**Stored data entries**
========

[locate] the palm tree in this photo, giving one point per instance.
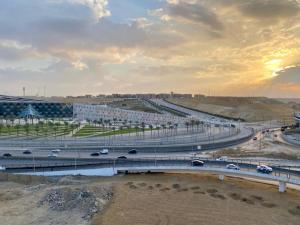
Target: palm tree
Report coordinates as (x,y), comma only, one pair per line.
(18,126)
(151,128)
(143,129)
(27,129)
(187,124)
(1,128)
(37,128)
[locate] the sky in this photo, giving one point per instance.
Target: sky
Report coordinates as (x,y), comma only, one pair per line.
(213,47)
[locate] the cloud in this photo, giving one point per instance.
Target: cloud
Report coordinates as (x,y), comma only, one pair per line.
(270,9)
(194,12)
(288,75)
(98,7)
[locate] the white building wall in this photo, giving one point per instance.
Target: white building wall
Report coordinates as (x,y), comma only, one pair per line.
(97,112)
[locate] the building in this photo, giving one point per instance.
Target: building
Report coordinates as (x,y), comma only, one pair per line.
(297,119)
(14,107)
(103,112)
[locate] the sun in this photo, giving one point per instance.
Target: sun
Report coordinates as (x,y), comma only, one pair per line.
(274,66)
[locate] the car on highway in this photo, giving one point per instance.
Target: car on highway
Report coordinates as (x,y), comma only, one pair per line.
(232,167)
(7,155)
(222,158)
(132,151)
(56,151)
(27,152)
(104,151)
(197,163)
(95,154)
(53,155)
(264,169)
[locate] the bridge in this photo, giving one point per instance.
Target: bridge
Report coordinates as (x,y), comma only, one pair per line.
(281,173)
(282,180)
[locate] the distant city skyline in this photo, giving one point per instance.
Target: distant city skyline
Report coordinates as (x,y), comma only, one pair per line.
(211,47)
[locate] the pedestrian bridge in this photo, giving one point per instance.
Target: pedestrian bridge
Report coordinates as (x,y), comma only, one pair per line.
(277,177)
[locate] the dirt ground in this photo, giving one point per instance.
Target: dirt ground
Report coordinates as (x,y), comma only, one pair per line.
(194,199)
(248,108)
(161,199)
(267,145)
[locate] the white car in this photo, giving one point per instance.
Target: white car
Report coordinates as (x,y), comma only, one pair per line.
(53,155)
(56,151)
(264,169)
(104,151)
(232,167)
(222,158)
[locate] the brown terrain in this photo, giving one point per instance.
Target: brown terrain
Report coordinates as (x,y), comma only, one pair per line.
(175,199)
(251,109)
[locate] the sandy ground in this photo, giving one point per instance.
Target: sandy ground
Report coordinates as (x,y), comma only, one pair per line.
(161,199)
(250,109)
(192,199)
(267,145)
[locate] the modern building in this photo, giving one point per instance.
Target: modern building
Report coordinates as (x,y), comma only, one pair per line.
(297,119)
(103,112)
(16,107)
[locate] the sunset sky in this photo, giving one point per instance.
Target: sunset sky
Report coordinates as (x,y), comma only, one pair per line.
(217,47)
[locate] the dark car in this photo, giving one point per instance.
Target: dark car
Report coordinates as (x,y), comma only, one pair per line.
(132,151)
(27,152)
(7,155)
(197,163)
(264,169)
(95,154)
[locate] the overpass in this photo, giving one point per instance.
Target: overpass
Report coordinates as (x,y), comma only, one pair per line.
(67,166)
(282,180)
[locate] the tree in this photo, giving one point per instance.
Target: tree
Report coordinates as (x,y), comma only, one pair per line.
(151,129)
(1,128)
(187,124)
(37,129)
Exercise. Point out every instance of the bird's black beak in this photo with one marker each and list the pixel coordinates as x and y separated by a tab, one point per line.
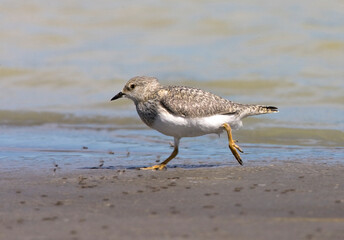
118	95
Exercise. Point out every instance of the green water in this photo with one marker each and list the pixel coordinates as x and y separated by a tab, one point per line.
62	61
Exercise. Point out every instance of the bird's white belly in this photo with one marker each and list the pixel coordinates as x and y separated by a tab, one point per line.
172	125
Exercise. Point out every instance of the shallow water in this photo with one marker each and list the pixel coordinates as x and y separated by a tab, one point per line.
61	63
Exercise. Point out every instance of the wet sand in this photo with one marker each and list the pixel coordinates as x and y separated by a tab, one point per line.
284	201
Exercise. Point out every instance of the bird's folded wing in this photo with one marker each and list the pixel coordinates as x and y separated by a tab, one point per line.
193	102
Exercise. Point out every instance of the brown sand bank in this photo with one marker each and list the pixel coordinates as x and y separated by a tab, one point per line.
285	201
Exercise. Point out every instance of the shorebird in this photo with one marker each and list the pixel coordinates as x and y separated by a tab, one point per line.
180	111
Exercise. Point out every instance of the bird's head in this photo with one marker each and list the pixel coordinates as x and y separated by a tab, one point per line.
139	89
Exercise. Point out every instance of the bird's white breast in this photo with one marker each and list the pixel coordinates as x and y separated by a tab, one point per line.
172	125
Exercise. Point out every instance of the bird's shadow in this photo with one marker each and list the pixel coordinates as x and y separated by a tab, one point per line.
172	166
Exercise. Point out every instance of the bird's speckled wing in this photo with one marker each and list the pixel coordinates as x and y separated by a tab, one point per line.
193	102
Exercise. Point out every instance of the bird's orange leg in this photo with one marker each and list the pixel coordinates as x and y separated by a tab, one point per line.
162	165
232	145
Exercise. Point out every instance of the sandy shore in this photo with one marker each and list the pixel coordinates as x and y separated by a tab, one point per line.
285	201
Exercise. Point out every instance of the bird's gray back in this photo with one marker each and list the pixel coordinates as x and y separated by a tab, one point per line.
194	102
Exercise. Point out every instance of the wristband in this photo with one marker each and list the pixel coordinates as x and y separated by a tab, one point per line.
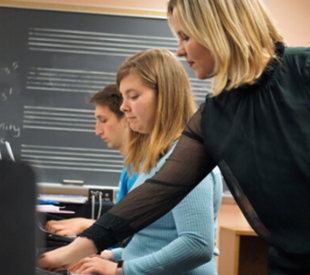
119	269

========

**Action item**
In the entries above, some lines may contain the string "palm"; report how many, without additional comment.

**Answer to this exercise**
2